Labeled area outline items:
....

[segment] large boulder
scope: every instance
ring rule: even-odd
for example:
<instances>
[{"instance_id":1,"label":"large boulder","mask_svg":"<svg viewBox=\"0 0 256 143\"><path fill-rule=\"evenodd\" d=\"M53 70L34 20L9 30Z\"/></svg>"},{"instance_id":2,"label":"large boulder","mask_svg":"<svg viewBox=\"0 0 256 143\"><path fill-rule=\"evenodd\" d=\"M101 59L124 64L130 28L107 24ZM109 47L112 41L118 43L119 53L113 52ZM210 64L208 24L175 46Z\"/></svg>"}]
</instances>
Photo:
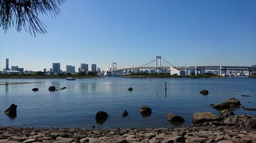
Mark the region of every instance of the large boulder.
<instances>
[{"instance_id":1,"label":"large boulder","mask_svg":"<svg viewBox=\"0 0 256 143\"><path fill-rule=\"evenodd\" d=\"M222 110L220 112L220 113L221 115L221 116L224 118L226 118L230 116L233 116L234 115L233 112L228 109L225 109Z\"/></svg>"},{"instance_id":2,"label":"large boulder","mask_svg":"<svg viewBox=\"0 0 256 143\"><path fill-rule=\"evenodd\" d=\"M133 88L132 88L130 87L130 88L128 88L128 90L129 90L129 91L133 91Z\"/></svg>"},{"instance_id":3,"label":"large boulder","mask_svg":"<svg viewBox=\"0 0 256 143\"><path fill-rule=\"evenodd\" d=\"M97 112L95 117L97 123L102 125L106 120L108 117L109 115L104 111L101 111Z\"/></svg>"},{"instance_id":4,"label":"large boulder","mask_svg":"<svg viewBox=\"0 0 256 143\"><path fill-rule=\"evenodd\" d=\"M245 123L245 126L252 129L256 129L256 118L252 118Z\"/></svg>"},{"instance_id":5,"label":"large boulder","mask_svg":"<svg viewBox=\"0 0 256 143\"><path fill-rule=\"evenodd\" d=\"M126 110L125 110L124 111L123 111L122 116L123 117L125 117L127 116L129 114L129 113L128 113L128 112Z\"/></svg>"},{"instance_id":6,"label":"large boulder","mask_svg":"<svg viewBox=\"0 0 256 143\"><path fill-rule=\"evenodd\" d=\"M32 89L32 91L35 92L35 91L38 91L38 89L37 88L34 88Z\"/></svg>"},{"instance_id":7,"label":"large boulder","mask_svg":"<svg viewBox=\"0 0 256 143\"><path fill-rule=\"evenodd\" d=\"M5 111L5 113L11 118L15 118L17 116L17 105L12 104L10 107Z\"/></svg>"},{"instance_id":8,"label":"large boulder","mask_svg":"<svg viewBox=\"0 0 256 143\"><path fill-rule=\"evenodd\" d=\"M208 92L207 90L203 90L200 92L200 93L203 94L203 95L208 95L209 94L209 92Z\"/></svg>"},{"instance_id":9,"label":"large boulder","mask_svg":"<svg viewBox=\"0 0 256 143\"><path fill-rule=\"evenodd\" d=\"M240 107L242 104L240 102L234 98L228 99L221 103L220 104L212 106L214 108L219 109L230 109L235 107Z\"/></svg>"},{"instance_id":10,"label":"large boulder","mask_svg":"<svg viewBox=\"0 0 256 143\"><path fill-rule=\"evenodd\" d=\"M165 118L168 122L183 122L184 119L178 115L175 114L168 113L165 117Z\"/></svg>"},{"instance_id":11,"label":"large boulder","mask_svg":"<svg viewBox=\"0 0 256 143\"><path fill-rule=\"evenodd\" d=\"M55 87L54 87L54 86L50 87L48 89L48 90L49 90L49 91L55 91Z\"/></svg>"},{"instance_id":12,"label":"large boulder","mask_svg":"<svg viewBox=\"0 0 256 143\"><path fill-rule=\"evenodd\" d=\"M151 115L152 110L150 107L146 105L143 105L140 107L140 111L142 115L146 116Z\"/></svg>"},{"instance_id":13,"label":"large boulder","mask_svg":"<svg viewBox=\"0 0 256 143\"><path fill-rule=\"evenodd\" d=\"M195 112L193 114L192 121L195 124L206 122L220 121L221 118L210 112Z\"/></svg>"}]
</instances>

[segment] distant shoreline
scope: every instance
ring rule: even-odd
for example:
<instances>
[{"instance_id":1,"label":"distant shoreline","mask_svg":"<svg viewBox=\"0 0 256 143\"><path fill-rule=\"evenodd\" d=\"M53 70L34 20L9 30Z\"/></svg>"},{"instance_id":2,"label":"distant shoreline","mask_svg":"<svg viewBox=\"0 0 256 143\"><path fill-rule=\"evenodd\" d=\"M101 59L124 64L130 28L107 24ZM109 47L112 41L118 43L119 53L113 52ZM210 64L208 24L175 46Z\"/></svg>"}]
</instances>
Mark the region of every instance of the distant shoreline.
<instances>
[{"instance_id":1,"label":"distant shoreline","mask_svg":"<svg viewBox=\"0 0 256 143\"><path fill-rule=\"evenodd\" d=\"M69 76L70 77L70 76ZM54 77L54 76L13 76L13 77L0 77L0 79L66 79L68 77ZM75 78L101 78L99 76L82 76L73 77Z\"/></svg>"}]
</instances>

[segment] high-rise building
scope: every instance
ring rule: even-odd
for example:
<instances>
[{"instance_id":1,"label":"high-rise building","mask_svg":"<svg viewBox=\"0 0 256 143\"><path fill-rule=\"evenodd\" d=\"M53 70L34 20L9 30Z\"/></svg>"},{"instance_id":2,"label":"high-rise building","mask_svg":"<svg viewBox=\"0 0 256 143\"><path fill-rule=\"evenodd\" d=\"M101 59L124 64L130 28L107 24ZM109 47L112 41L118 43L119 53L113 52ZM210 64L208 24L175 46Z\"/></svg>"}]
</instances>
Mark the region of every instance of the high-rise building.
<instances>
[{"instance_id":1,"label":"high-rise building","mask_svg":"<svg viewBox=\"0 0 256 143\"><path fill-rule=\"evenodd\" d=\"M24 68L16 68L16 70L18 71L19 73L24 73Z\"/></svg>"},{"instance_id":2,"label":"high-rise building","mask_svg":"<svg viewBox=\"0 0 256 143\"><path fill-rule=\"evenodd\" d=\"M98 72L98 73L100 72L100 68L97 68L97 72Z\"/></svg>"},{"instance_id":3,"label":"high-rise building","mask_svg":"<svg viewBox=\"0 0 256 143\"><path fill-rule=\"evenodd\" d=\"M92 64L92 72L97 71L97 66L96 64Z\"/></svg>"},{"instance_id":4,"label":"high-rise building","mask_svg":"<svg viewBox=\"0 0 256 143\"><path fill-rule=\"evenodd\" d=\"M54 73L60 72L60 63L52 63L52 72Z\"/></svg>"},{"instance_id":5,"label":"high-rise building","mask_svg":"<svg viewBox=\"0 0 256 143\"><path fill-rule=\"evenodd\" d=\"M81 64L80 68L81 71L83 71L85 73L87 73L88 72L88 64Z\"/></svg>"},{"instance_id":6,"label":"high-rise building","mask_svg":"<svg viewBox=\"0 0 256 143\"><path fill-rule=\"evenodd\" d=\"M9 70L9 59L6 59L5 70Z\"/></svg>"},{"instance_id":7,"label":"high-rise building","mask_svg":"<svg viewBox=\"0 0 256 143\"><path fill-rule=\"evenodd\" d=\"M12 71L15 71L18 68L18 66L11 66L11 67Z\"/></svg>"},{"instance_id":8,"label":"high-rise building","mask_svg":"<svg viewBox=\"0 0 256 143\"><path fill-rule=\"evenodd\" d=\"M75 66L72 66L71 65L67 65L66 67L66 72L67 73L75 73Z\"/></svg>"}]
</instances>

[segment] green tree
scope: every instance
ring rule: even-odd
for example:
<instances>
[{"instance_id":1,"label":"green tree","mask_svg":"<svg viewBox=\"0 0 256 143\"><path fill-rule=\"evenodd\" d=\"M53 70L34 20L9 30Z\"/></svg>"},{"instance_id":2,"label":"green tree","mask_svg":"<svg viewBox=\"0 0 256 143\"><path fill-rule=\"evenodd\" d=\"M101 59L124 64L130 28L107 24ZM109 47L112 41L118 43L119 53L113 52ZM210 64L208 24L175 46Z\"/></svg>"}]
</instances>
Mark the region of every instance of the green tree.
<instances>
[{"instance_id":1,"label":"green tree","mask_svg":"<svg viewBox=\"0 0 256 143\"><path fill-rule=\"evenodd\" d=\"M91 72L91 71L89 71L88 73L87 73L87 74L88 75L91 75L91 76L96 75L96 74L95 73Z\"/></svg>"},{"instance_id":2,"label":"green tree","mask_svg":"<svg viewBox=\"0 0 256 143\"><path fill-rule=\"evenodd\" d=\"M77 75L79 76L83 76L86 75L86 73L84 71L79 71Z\"/></svg>"},{"instance_id":3,"label":"green tree","mask_svg":"<svg viewBox=\"0 0 256 143\"><path fill-rule=\"evenodd\" d=\"M35 75L37 76L43 76L45 73L41 71L36 71L35 72Z\"/></svg>"},{"instance_id":4,"label":"green tree","mask_svg":"<svg viewBox=\"0 0 256 143\"><path fill-rule=\"evenodd\" d=\"M35 36L36 34L46 34L46 26L39 19L39 15L59 15L60 10L58 6L65 2L66 0L0 0L0 27L3 27L5 33L13 27L18 32L24 28Z\"/></svg>"}]
</instances>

....

▸ **EXERCISE**: Locate each line in the records above that contains the string "Mark", and copy every such line in full.

▸ **TASK RESPONSE**:
Mark the region of every instance of the large boulder.
Mark the region of every instance of the distant shoreline.
Mark the region of every instance of the high-rise building.
Mark the region of every instance of the green tree.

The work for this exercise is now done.